──────── Provided data ────────
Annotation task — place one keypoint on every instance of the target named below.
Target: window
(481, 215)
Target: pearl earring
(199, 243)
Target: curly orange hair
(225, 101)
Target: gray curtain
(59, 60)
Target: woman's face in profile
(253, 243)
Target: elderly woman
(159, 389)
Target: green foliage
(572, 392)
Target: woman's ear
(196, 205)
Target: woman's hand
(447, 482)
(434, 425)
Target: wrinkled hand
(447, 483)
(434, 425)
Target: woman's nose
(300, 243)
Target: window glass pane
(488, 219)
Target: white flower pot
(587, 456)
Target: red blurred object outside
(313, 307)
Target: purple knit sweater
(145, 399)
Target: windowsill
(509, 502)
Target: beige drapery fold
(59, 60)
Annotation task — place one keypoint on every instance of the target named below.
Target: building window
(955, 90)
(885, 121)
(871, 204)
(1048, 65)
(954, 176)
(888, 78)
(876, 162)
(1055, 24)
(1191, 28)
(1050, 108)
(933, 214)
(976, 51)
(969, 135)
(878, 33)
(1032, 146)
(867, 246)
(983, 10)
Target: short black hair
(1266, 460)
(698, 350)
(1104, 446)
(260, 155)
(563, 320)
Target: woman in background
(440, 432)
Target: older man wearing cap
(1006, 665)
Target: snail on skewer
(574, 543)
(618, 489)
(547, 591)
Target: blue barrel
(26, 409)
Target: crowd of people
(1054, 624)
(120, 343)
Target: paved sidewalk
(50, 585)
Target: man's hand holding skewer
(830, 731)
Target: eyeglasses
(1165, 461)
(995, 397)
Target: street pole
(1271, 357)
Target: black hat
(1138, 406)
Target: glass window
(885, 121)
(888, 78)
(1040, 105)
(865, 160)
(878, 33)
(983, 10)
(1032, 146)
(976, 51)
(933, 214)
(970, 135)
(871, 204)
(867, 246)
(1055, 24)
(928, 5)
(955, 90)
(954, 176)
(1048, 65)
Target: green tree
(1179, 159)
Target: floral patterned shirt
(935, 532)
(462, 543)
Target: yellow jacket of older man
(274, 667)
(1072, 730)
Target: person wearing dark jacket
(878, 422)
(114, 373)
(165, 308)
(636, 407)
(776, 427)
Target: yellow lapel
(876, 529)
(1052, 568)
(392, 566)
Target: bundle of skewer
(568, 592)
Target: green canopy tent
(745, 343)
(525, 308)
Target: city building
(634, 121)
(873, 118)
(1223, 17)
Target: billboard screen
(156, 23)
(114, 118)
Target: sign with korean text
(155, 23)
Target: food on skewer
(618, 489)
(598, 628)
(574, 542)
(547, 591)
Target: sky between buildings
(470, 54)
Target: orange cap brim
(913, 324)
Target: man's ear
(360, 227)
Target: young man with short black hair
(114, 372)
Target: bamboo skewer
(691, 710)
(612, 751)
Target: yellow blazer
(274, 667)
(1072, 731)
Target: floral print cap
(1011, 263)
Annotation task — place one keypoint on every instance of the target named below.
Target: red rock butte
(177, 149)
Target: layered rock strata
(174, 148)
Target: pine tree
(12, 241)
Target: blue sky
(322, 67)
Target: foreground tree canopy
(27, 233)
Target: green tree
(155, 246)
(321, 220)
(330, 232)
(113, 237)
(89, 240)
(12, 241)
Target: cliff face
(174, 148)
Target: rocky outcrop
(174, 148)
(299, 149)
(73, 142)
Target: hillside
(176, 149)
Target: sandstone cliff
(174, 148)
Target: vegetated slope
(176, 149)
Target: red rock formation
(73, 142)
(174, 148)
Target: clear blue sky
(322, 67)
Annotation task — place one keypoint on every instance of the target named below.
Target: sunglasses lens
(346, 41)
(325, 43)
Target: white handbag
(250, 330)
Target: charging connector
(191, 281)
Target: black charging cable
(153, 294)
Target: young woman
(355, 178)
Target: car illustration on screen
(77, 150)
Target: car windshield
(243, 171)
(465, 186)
────────
Your task is to repeat the data exactly; please include every line.

Annotation task — place one keypoint on every instance of the target named below.
Target: window
(481, 215)
Target: pearl earring
(199, 243)
Target: curly orange hair
(225, 101)
Target: gray curtain
(59, 60)
Target: woman's face in profile
(253, 243)
Target: elderly woman
(159, 389)
Target: green foliage
(572, 392)
Target: woman's ear
(196, 205)
Target: woman's hand
(447, 482)
(434, 425)
Target: wrinkled hand
(447, 483)
(434, 425)
Target: woman's nose
(300, 243)
Target: window glass pane
(488, 219)
Target: white flower pot
(587, 456)
Target: red blurred object outside
(313, 307)
Target: purple knit sweater
(145, 399)
Target: windowsill
(509, 502)
Target: beige drapery fold
(59, 60)
Annotation task — place one keypoint on every instance of the target named below.
Target: building window
(955, 90)
(885, 121)
(871, 204)
(1048, 65)
(954, 176)
(888, 78)
(876, 162)
(1055, 24)
(1191, 28)
(1050, 108)
(933, 214)
(976, 51)
(969, 135)
(878, 33)
(1032, 146)
(867, 246)
(983, 10)
Target: short black hair
(1266, 460)
(698, 350)
(1104, 446)
(260, 155)
(563, 320)
Target: woman in background
(440, 432)
Target: older man wearing cap
(1006, 665)
Target: snail on skewer
(574, 543)
(618, 489)
(547, 591)
Target: blue barrel
(26, 409)
Target: crowd of people
(1054, 624)
(120, 343)
Target: paved sidewalk
(50, 585)
Target: man's hand holding skewer
(830, 731)
Target: eyeglasses
(1165, 461)
(995, 397)
Target: street pole
(1271, 357)
Target: black hat
(1138, 406)
Target: glass window
(885, 121)
(888, 78)
(1040, 105)
(865, 160)
(878, 33)
(983, 10)
(1032, 146)
(976, 51)
(933, 214)
(970, 135)
(871, 204)
(867, 246)
(1055, 24)
(928, 5)
(955, 90)
(954, 176)
(1048, 65)
Target: green tree
(1179, 159)
Target: floral patterned shirt
(935, 532)
(462, 543)
Target: yellow jacket of older man
(274, 667)
(1072, 730)
Target: person wearing dark jacket
(878, 422)
(114, 373)
(165, 308)
(636, 407)
(776, 427)
Target: yellow lapel
(876, 529)
(1052, 568)
(392, 566)
Target: bundle of skewer
(568, 592)
Target: green canopy tent
(745, 343)
(525, 308)
Target: city building
(634, 121)
(873, 118)
(1223, 17)
Target: billboard screen
(156, 23)
(114, 118)
Target: sign with korean text
(155, 23)
Target: food on skewer
(618, 489)
(598, 628)
(574, 542)
(547, 591)
Target: sky between buildings
(470, 54)
Target: orange cap brim
(913, 324)
Target: man's ear
(360, 227)
Target: young man with short black hair
(114, 372)
Target: bamboo skewer
(691, 710)
(612, 751)
Target: yellow blazer
(274, 667)
(1072, 731)
Target: floral print cap
(1011, 263)
Annotation task — place one keypoint on every instance of the target named below.
Target: red rock butte
(177, 149)
Target: layered rock strata
(174, 148)
Target: pine tree
(12, 241)
Target: blue sky
(322, 67)
Target: foreground tree canopy
(27, 233)
Target: green tree
(155, 246)
(321, 220)
(330, 232)
(113, 237)
(89, 240)
(12, 241)
Target: cliff face
(174, 148)
Target: rocky outcrop
(174, 148)
(299, 149)
(73, 142)
Target: hillside
(176, 149)
Target: sandstone cliff
(174, 148)
Target: vegetated slope
(176, 149)
Target: red rock formation
(73, 142)
(174, 148)
Target: clear blue sky
(322, 67)
Annotation task — place one keypoint on every instance of the target named below.
Target: sunglasses lens
(346, 41)
(325, 43)
Target: white handbag
(250, 330)
Target: charging connector
(191, 281)
Target: black charging cable
(153, 294)
Target: young woman
(355, 178)
Target: car illustration on screen
(77, 150)
Target: car windshield
(243, 171)
(465, 186)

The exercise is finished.